■ **Data excerpts**:
╔══

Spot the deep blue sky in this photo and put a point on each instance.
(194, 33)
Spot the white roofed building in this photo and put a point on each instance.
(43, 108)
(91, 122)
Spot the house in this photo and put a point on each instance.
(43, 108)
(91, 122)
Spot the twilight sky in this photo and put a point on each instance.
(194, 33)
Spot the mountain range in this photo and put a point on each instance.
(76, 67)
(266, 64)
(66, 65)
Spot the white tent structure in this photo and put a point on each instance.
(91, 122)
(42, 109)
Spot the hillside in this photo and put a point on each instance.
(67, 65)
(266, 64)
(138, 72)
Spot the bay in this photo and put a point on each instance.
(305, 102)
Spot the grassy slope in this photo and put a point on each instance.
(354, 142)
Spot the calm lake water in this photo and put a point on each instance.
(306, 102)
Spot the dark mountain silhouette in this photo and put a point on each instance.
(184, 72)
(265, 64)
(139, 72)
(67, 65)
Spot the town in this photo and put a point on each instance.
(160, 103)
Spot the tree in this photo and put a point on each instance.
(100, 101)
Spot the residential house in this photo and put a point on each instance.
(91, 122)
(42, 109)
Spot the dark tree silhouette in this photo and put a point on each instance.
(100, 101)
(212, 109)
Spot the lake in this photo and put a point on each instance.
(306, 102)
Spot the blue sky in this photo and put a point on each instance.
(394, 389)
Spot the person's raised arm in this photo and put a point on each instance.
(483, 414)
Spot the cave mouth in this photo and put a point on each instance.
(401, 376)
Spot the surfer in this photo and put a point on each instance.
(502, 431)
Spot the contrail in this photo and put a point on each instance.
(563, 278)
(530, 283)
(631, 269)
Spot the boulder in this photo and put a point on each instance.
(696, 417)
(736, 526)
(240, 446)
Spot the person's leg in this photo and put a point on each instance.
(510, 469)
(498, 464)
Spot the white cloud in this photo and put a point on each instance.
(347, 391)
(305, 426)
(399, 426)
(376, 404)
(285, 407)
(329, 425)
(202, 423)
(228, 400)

╚══

■ **What is required**:
An exact transcription of all the material above is the expected answer.

■ **Solution for this task**:
Spot the deep blue sky in this photo and put a point on each instance.
(194, 33)
Spot the white roofed building in this photo and put a point on each instance.
(43, 108)
(91, 122)
Spot the house in this photo and put a point on each instance.
(43, 108)
(91, 122)
Spot the twilight sky in this photo and put a point on each instance.
(194, 33)
Spot the mountain range in this photo and put a point on each instance.
(76, 67)
(266, 64)
(66, 65)
Spot the white tent structure in this photo and put a point on each instance.
(91, 122)
(42, 109)
Spot the hillside in this photo and put a point on each instance.
(67, 65)
(266, 64)
(138, 72)
Spot the bay in this photo and put a point on each instance.
(305, 102)
Spot the grassy slope in this photo and put a point on each instance.
(354, 142)
Spot the calm lake water in this photo and put a point on each instance.
(306, 102)
Spot the dark mountain silhouette in this photo and put a point on each instance.
(184, 72)
(265, 64)
(139, 72)
(67, 65)
Spot the town in this photo and put a point on each instance.
(160, 103)
Spot the tree in this photo and put a point on each instance.
(100, 101)
Spot the residential house in this photo and put a point on each instance.
(91, 122)
(42, 109)
Spot the dark tree silhouette in this photo and put a point on each instance.
(100, 101)
(212, 109)
Spot the lake in this photo and put a point on each instance.
(306, 102)
Spot the blue sky in this photo and put a point on each instance.
(394, 389)
Spot the person's raised arm in this photo and put a point on each instance.
(483, 414)
Spot the cave mouth in this photo and put a point on each instance.
(401, 376)
Spot the surfer in this photo and put a point on each instance.
(502, 431)
Spot the contrail in this photo and put a point on each instance.
(563, 278)
(530, 283)
(631, 269)
Spot the boulder in this photo and put a point on each instance.
(696, 417)
(736, 526)
(240, 446)
Spot the person's leg in this photo and put a point on each instance.
(510, 469)
(498, 464)
Spot the white cloud in this photo and put a point on each instance.
(347, 391)
(305, 426)
(399, 426)
(376, 404)
(285, 407)
(329, 425)
(202, 423)
(228, 400)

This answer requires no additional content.